GOALS:
A. In the passage on foreign direct investment, copy everything from "In 2021, Non" down to "in this economy." word for word.
B. According to the passage on foreign direct investment, why is overdependence on FDI to drive growth harmful to a domestic economy? Answer in one to three sentences.

However, there is growing academic literature and research that refutes this belief. Some go as far as saying that FDI, in the long term, is harmful to the economy. FDI itself might not be harmful to the domestic economy, but overdependence on FDI to spur economic growth is as these economies will develop under the influence of foreign interests instead of developing organically. Domestic politics will be influenced in favor of foreign entities, and gains from the FDI will be extracted instead of being used in the domestic economy.
In 2021, Non Fungible Tokens (NFTs) and Play-To-Earn blockchain games rose in popularity as gamers started earning simply by interacting with the game. But when the bear market in 2022 started, gaming economies started seeing dips in their token prices as investors looked to cut their losses, or extract value while they could. For blockchain gaming economies, the purchase of gaming assets to interact with the protocol can be considered FDI by either venture capitalist firms or average players, who act as foreign investors in this economy.
Countries and protocols function similarly since both are marketplaces where the transfer of value occurs. This article aims to apply the research revolving on FDI and its impact on regional economies to blockchain gaming economies to inform those developing similar projects.
Short-Term Impact of FDI On Economies
The general belief is that the accumulation of capital through FDI benefits the economy through stimulating economic activity leading to economic growth. In reality, FDI’s overall impact is still up for debate according to different academic research done. However, the influx of capital brought about by FDI does have some short term benefits to the economy through job creation, increased productivity, and increased exports.
Jobs are created when foreign entities enter the domestic market. Foreign multinational firms looking to expand in the region would need domestic workers in order to start their operations. They would hire accountants, lawyers, managers, analysts, and other positions before they can establish a presence in and compete for a share of the domestic market. Another example is when foreign entities fund domestic development projects, like road, bridges, and expressway construction. These activities require laborers from the domestic market to build. The jobs created by FDI become a source of income that can be used for consumption within the domestic economy. The increased consumption, in turn, has a positive effect on the domestic economy’s growth.

DATA EXCERPTS:
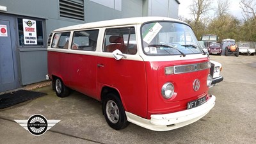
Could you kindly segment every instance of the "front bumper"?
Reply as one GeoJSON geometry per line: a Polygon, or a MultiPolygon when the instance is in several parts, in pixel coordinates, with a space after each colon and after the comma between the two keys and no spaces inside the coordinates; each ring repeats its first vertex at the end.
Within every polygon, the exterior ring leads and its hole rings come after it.
{"type": "Polygon", "coordinates": [[[239,52],[241,53],[243,53],[243,54],[245,54],[245,53],[248,53],[248,52],[249,52],[249,54],[252,54],[252,53],[255,52],[255,49],[239,49],[239,52]]]}
{"type": "Polygon", "coordinates": [[[215,77],[212,79],[212,86],[218,83],[220,83],[222,81],[223,81],[223,77],[222,77],[221,76],[220,76],[219,77],[215,77]]]}
{"type": "Polygon", "coordinates": [[[196,122],[207,114],[215,105],[216,97],[195,108],[173,113],[152,115],[148,120],[125,111],[127,120],[131,123],[156,131],[166,131],[182,127],[196,122]]]}

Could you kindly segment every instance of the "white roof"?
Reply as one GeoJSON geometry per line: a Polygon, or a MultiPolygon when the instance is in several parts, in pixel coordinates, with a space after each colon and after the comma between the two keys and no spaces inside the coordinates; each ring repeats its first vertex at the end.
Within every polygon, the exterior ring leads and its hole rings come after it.
{"type": "Polygon", "coordinates": [[[227,39],[223,39],[222,40],[222,41],[235,41],[235,40],[227,38],[227,39]]]}
{"type": "Polygon", "coordinates": [[[186,24],[184,22],[179,20],[168,17],[132,17],[132,18],[125,18],[119,19],[108,20],[104,21],[93,22],[90,23],[85,23],[81,24],[77,24],[71,26],[64,27],[59,28],[53,31],[53,32],[62,31],[67,30],[76,30],[80,29],[88,29],[95,28],[102,28],[113,26],[123,26],[123,25],[130,25],[130,24],[141,24],[144,22],[148,21],[174,21],[183,24],[186,24]]]}

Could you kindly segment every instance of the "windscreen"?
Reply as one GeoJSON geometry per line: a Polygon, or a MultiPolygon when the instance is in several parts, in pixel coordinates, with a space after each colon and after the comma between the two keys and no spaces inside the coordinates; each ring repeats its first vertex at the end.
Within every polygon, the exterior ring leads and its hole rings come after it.
{"type": "Polygon", "coordinates": [[[172,22],[147,23],[141,27],[143,52],[147,55],[203,53],[192,29],[172,22]]]}

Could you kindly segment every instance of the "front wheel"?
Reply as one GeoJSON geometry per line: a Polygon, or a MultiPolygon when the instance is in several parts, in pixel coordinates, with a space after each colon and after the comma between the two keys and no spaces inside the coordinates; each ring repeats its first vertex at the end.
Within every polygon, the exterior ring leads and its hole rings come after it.
{"type": "Polygon", "coordinates": [[[225,56],[228,56],[228,48],[226,47],[225,49],[225,56]]]}
{"type": "Polygon", "coordinates": [[[61,79],[57,77],[53,83],[55,92],[59,97],[65,97],[69,95],[70,90],[67,87],[61,79]]]}
{"type": "Polygon", "coordinates": [[[113,129],[120,130],[128,125],[123,104],[116,95],[107,94],[103,100],[102,108],[105,119],[113,129]]]}

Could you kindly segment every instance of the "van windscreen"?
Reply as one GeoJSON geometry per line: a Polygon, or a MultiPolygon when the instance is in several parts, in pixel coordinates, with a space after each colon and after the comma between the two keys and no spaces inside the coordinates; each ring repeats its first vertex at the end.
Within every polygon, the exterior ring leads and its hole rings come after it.
{"type": "Polygon", "coordinates": [[[147,23],[141,27],[142,45],[147,55],[185,55],[204,53],[192,29],[172,22],[147,23]]]}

RESPONSES:
A.
In 2021, Non Fungible Tokens (NFTs) and Play-To-Earn blockchain games rose in popularity as gamers started earning simply by interacting with the game. But when the bear market in 2022 started, gaming economies started seeing dips in their token prices as investors looked to cut their losses, or extract value while they could. For blockchain gaming economies, the purchase of gaming assets to interact with the protocol can be considered FDI by either venture capitalist firms or average players, who act as foreign investors in this economy.

B. Overdependence on FDI means the economy develops under the influence of foreign interests instead of developing organically. Domestic politics gets swayed in favor of foreign entities, and gains from the FDI are taken out rather than used in the domestic economy.